» **GIVEN PROBLEM**
Images do not belong in the copy. Retype all the entries below exactly.

» **Region annotation entries**

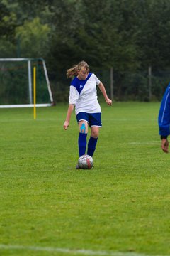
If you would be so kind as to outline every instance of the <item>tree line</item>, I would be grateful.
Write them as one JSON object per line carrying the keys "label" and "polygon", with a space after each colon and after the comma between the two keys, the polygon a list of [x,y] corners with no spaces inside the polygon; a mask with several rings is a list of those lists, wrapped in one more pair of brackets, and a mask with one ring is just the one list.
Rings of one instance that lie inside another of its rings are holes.
{"label": "tree line", "polygon": [[148,100],[149,67],[156,99],[167,85],[169,0],[0,0],[0,58],[43,58],[61,100],[67,69],[82,60],[108,84],[113,68],[118,100]]}

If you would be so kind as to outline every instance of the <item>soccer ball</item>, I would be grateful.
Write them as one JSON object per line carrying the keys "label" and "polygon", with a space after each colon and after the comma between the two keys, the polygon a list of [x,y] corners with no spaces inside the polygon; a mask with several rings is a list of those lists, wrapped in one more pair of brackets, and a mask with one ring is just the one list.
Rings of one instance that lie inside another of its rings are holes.
{"label": "soccer ball", "polygon": [[94,166],[94,159],[91,156],[84,154],[80,156],[78,164],[81,169],[90,169]]}

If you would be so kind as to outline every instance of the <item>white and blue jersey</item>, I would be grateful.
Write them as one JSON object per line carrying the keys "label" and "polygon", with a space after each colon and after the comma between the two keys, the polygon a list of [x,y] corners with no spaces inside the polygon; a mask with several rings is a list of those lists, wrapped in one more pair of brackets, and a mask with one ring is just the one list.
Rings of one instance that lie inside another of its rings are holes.
{"label": "white and blue jersey", "polygon": [[169,84],[161,103],[158,116],[159,134],[170,134],[170,83]]}
{"label": "white and blue jersey", "polygon": [[89,73],[85,80],[76,77],[71,82],[69,89],[69,104],[75,105],[76,115],[79,112],[101,113],[98,102],[96,85],[101,81],[94,74]]}

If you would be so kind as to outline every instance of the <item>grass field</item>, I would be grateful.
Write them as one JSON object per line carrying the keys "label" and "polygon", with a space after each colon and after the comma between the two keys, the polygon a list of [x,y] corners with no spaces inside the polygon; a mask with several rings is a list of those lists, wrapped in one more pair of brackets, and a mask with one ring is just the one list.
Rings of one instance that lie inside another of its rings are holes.
{"label": "grass field", "polygon": [[159,102],[102,104],[93,170],[67,105],[0,110],[0,255],[170,255],[170,154]]}

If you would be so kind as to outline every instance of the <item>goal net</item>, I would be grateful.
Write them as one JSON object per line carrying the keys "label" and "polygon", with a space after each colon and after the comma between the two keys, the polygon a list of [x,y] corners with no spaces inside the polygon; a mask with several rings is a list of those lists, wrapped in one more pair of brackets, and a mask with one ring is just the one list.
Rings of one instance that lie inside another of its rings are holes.
{"label": "goal net", "polygon": [[33,107],[33,68],[36,68],[36,107],[54,105],[42,58],[0,58],[0,108]]}

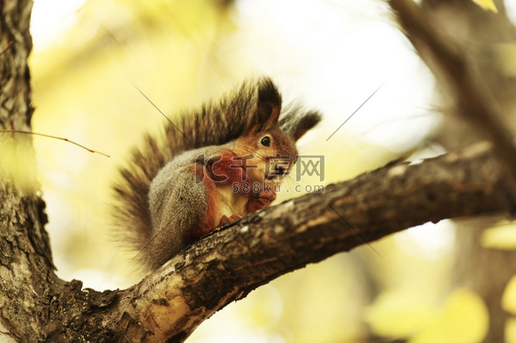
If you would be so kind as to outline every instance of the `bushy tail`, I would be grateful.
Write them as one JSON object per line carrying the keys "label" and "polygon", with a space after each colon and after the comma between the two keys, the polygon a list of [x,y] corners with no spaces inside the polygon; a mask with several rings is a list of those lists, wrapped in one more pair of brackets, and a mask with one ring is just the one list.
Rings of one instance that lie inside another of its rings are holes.
{"label": "bushy tail", "polygon": [[144,247],[151,239],[147,195],[154,177],[183,151],[222,144],[241,135],[256,105],[257,89],[264,86],[279,96],[269,78],[246,82],[218,102],[208,102],[173,118],[173,124],[166,125],[161,137],[144,137],[142,146],[133,150],[129,163],[120,168],[120,177],[113,186],[117,234],[137,250]]}

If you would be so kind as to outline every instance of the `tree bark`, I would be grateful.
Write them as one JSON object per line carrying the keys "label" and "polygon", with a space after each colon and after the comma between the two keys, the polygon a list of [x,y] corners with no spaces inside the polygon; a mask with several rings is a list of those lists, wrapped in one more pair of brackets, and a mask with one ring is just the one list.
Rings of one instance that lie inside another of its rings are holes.
{"label": "tree bark", "polygon": [[[30,130],[32,2],[0,6],[0,126]],[[138,285],[99,292],[54,273],[31,138],[1,135],[2,342],[182,342],[216,311],[308,263],[429,221],[516,206],[511,179],[480,144],[266,208],[204,237]]]}

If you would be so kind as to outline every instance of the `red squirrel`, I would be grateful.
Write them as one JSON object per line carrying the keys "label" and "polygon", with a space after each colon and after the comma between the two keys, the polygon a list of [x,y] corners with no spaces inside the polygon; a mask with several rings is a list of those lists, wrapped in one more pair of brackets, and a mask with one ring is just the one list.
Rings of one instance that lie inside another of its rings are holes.
{"label": "red squirrel", "polygon": [[[184,113],[147,135],[115,186],[121,232],[153,270],[222,224],[270,205],[296,162],[296,142],[320,120],[292,107],[268,78]],[[119,230],[120,231],[120,230]]]}

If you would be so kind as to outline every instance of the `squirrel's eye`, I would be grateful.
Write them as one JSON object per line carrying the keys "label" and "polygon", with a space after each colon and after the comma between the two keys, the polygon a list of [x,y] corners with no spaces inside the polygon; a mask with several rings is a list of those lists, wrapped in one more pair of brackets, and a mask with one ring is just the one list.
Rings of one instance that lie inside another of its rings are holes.
{"label": "squirrel's eye", "polygon": [[270,137],[269,136],[265,136],[261,139],[261,145],[264,145],[265,146],[268,146],[270,145]]}

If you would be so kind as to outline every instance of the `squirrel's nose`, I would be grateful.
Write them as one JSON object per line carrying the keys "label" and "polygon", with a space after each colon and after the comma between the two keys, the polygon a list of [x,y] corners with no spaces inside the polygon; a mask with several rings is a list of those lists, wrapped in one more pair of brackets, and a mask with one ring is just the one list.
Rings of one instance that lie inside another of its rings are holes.
{"label": "squirrel's nose", "polygon": [[284,175],[286,174],[286,169],[281,166],[278,166],[277,164],[274,167],[275,170],[276,170],[276,173],[278,175]]}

» **EXERCISE SOLUTION**
If you would be so kind as to outline every instance of the <item>tree line</item>, I would be grateful.
Write them as one JSON object per line carrying the keys "label" and "polygon", with a space after each colon and after the comma between the two keys, the polygon a list of [x,y] corners with no spaces inside the polygon; a mask with several rings is a list of those lists, wrapped in one more pair of brackets, and a mask with one ring is just the one list.
Rings of one instance that lie inside another of its rings are holes.
{"label": "tree line", "polygon": [[148,100],[149,67],[156,99],[167,85],[169,0],[0,0],[0,58],[43,58],[61,100],[67,69],[82,60],[108,84],[113,68],[118,100]]}

If you would be so kind as to outline every instance of the <item>soccer ball</item>, I would be grateful.
Write them as one JSON object per line carrying the keys "label" and "polygon", with a space after each colon and after the comma between the two keys, the polygon a list of [x,y] corners with no spaces inside the polygon; a mask with several rings is a list of those lists, wrapped in one more pair of brackets, and a mask with one ring is just the one list.
Rings of one instance that lie inside another of its rings are holes.
{"label": "soccer ball", "polygon": [[94,166],[94,159],[91,156],[84,154],[80,156],[78,164],[81,169],[90,169]]}

If you would be so kind as to outline every instance of the <item>white and blue jersey</item>, I would be grateful.
Write them as one JSON object per line carrying the keys "label" and "polygon", with a space after each colon and after the comma between the two keys, the polygon a list of [x,y] corners with no spaces inside the polygon; a mask with several rings is a list of those lists, wrapped in one more pair of brackets, and a mask with one ring is just the one list.
Rings of one instance that lie inside another of its rings are holes.
{"label": "white and blue jersey", "polygon": [[169,84],[161,103],[158,116],[159,134],[170,134],[170,83]]}
{"label": "white and blue jersey", "polygon": [[89,73],[85,80],[76,77],[71,82],[69,89],[69,104],[75,105],[76,115],[79,112],[101,113],[98,102],[96,85],[101,81],[94,74]]}

If you would be so kind as to outline every instance of the <item>grass field</item>, I would be grateful.
Write them as one JSON object per line carrying the keys "label" and "polygon", with a space after each colon and after the comma between the two keys, the polygon a list of [x,y] corners with no spaces inside the polygon; a mask with several rings is a list of those lists, wrapped in one more pair of brackets, and a mask with one ring is just the one list.
Rings of one instance that lie inside another of its rings are holes.
{"label": "grass field", "polygon": [[159,102],[102,104],[93,170],[67,105],[0,110],[0,255],[170,255],[170,154]]}

If you would be so kind as to outline every instance of the <item>goal net</item>, I would be grateful.
Write them as one JSON object per line carrying the keys "label" and "polygon", with a space after each colon and after the comma between the two keys, the polygon a list of [x,y] corners with no spaces inside the polygon; a mask with several rings is a list of those lists, wrapped in one more pair of brackets, and a mask with one ring is just the one list.
Rings of one instance that lie inside another of its rings are holes.
{"label": "goal net", "polygon": [[33,107],[33,68],[36,68],[36,107],[54,105],[42,58],[0,58],[0,108]]}

If you would be so kind as to outline every instance of the `bushy tail`, I would be grateful.
Write them as one JSON object per line carrying the keys "label" and "polygon", with a space after each colon and after the comma between the two keys, the polygon a list of [x,y] corners with no spaces inside the polygon; a mask with several rings is a list of those lists, wrapped in one more pair of brackets, and a mask with one ring is just the one list.
Rings of one instance that lie inside another of its rings are holes.
{"label": "bushy tail", "polygon": [[144,247],[151,239],[147,195],[154,177],[183,151],[222,144],[241,135],[256,105],[257,89],[264,86],[279,96],[269,78],[246,82],[218,102],[208,102],[173,118],[173,124],[166,125],[161,137],[144,137],[142,146],[133,150],[129,163],[120,168],[120,177],[113,186],[117,234],[137,250]]}

If you would be so kind as to outline every instance of the `tree bark`, I would be grateful.
Write them as one JSON object per line carrying the keys "label" and "polygon", with a space after each colon and after the comma between the two keys, the polygon a list of [x,y] corners with no spaces inside the polygon; a mask with several rings is a list of those lists, wrapped in one more pair of brackets, and a mask with one ring is just the one list.
Rings of one instance that lie inside another of its rings are holes.
{"label": "tree bark", "polygon": [[[30,130],[32,2],[0,6],[0,126]],[[138,285],[99,292],[54,273],[31,138],[1,135],[2,342],[182,342],[216,311],[308,263],[429,221],[516,206],[511,179],[480,144],[266,208],[204,237]]]}

If you would be so kind as to outline every instance of the `red squirrel`, I would be grateful.
Write them as one JSON object per line carrying the keys "label" and "polygon", with a space after each colon and after the comma between the two keys, the polygon a list of [x,y] corners with no spaces inside the polygon; a mask with several rings is a list of those lists, wrapped in one more pair of brackets, and a mask with one ring is just the one list.
Rings of one instance that lie inside another of its rings are holes.
{"label": "red squirrel", "polygon": [[[184,113],[147,135],[115,186],[121,232],[153,270],[222,224],[270,205],[296,162],[296,142],[320,120],[292,107],[268,78]],[[119,230],[120,231],[120,230]]]}

If you would be so kind as to outline every instance of the `squirrel's eye`, I would be grateful.
Write them as one JSON object per line carrying the keys "label" and "polygon", with a space after each colon and after the comma between the two keys, the polygon a list of [x,y] corners with no spaces inside the polygon; a mask with several rings is a list of those lists, wrapped in one more pair of brackets, and a mask with one ring is just the one list.
Rings of one instance that lie inside another of its rings are holes.
{"label": "squirrel's eye", "polygon": [[270,137],[269,136],[265,136],[261,139],[261,145],[264,145],[265,146],[268,146],[270,145]]}

If you would be so kind as to outline every instance of the `squirrel's nose`, I would be grateful.
Write them as one JSON object per line carrying the keys "label" and "polygon", with a space after each colon and after the comma between the two keys, the polygon a list of [x,y] corners with no spaces inside the polygon; a mask with several rings is a list of those lists, wrapped in one more pair of brackets, and a mask with one ring is just the one list.
Rings of one instance that lie inside another of its rings are holes.
{"label": "squirrel's nose", "polygon": [[284,175],[286,174],[286,169],[281,166],[278,166],[277,164],[274,167],[275,170],[276,170],[276,173],[278,175]]}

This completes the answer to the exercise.